What is needed:
Can you copy out every line of the listing below word for word, leaving out any pictures?

Material supplied:
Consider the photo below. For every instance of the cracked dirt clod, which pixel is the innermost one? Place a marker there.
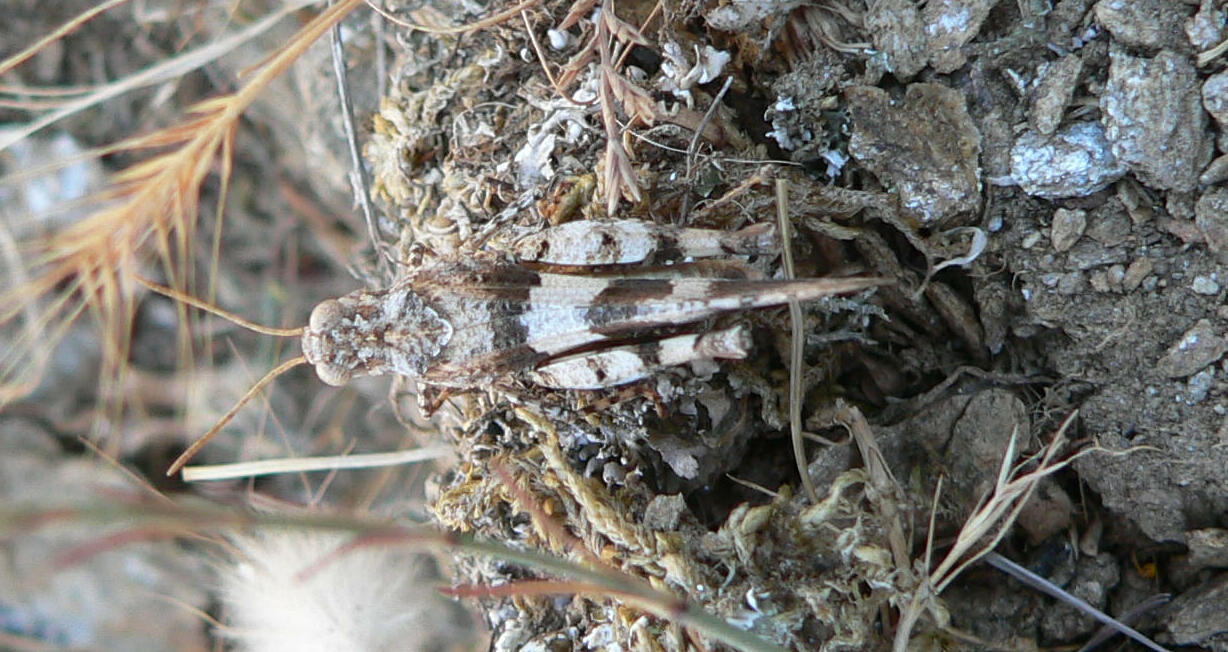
(1067, 227)
(898, 31)
(925, 145)
(1143, 23)
(948, 26)
(1154, 120)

Worked solution:
Consider the photo below. For every instance of the cracked dirt clod, which pixel is the innermost one? Place a marker there.
(1067, 227)
(898, 31)
(925, 145)
(1143, 23)
(948, 26)
(1154, 120)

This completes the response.